» **What this exercise asks**:
[1] Copy the passage of the ramdisk mailing-list post word for word, starting with "On Tue, 5 Jan" and going on through "real ext2 filesystem.".
[2] Rewrite the records below so that "high-rise building" becomes "skyscraper" and everything else stays the same.

» **Document**:
★ ★ ★ ★
Re: RAMDISK Bugs (fwd from LRP mailing list)

Richard B. Johnson (root@chaos.analogic.com)
Wed, 6 Jan 1999 17:42:22 -0500 (EST)


On Tue, 5 Jan 1999, Paul Wouters wrote:

>
> Hi All
>
> I am mailing this list with a possible bug relating to ramdisks. I am not
> using the LRP package, but as LRP makes use of ramdisk, someone here
> might know about my problem, or may know the maintainers of the code.
>
> I am running Linux on an industrial PC. I have a SanDisk flash IDE drive
> configured as the primary boot drive. The flash disk has two partitions,
> one containing a compressed filesystems image and another containing a
> real ext2 filesystem.
>
> When the kernel boots, it expands the compressed image into a 16meg ramdisk,
> leaving about 4 meg free in the ramdisk and mounts the real flash filesystem
> separately. The machine has 32meg of RAM installed and I was keen to see how
> much is left for application use. (Should be a bit less than 16 was my guess,
> say 12 meg)
★ ★ ★ ★
Rows from a box labeling dataset
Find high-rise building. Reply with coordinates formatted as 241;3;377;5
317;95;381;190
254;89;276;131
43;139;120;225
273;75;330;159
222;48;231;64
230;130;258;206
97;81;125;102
★ ★ ★ ★
» **Task-by-task results**:
[1]
On Tue, 5 Jan 1999, Paul Wouters wrote:

>
> Hi All
>
> I am mailing this list with a possible bug relating to ramdisks. I am not
> using the LRP package, but as LRP makes use of ramdisk, someone here
> might know about my problem, or may know the maintainers of the code.
>
> I am running Linux on an industrial PC. I have a SanDisk flash IDE drive
> configured as the primary boot drive. The flash disk has two partitions,
> one containing a compressed filesystems image and another containing a
> real ext2 filesystem.

[2]
Find skyscraper. Reply with coordinates formatted as 241;3;377;5
317;95;381;190
254;89;276;131
43;139;120;225
273;75;330;159
222;48;231;64
230;130;258;206
97;81;125;102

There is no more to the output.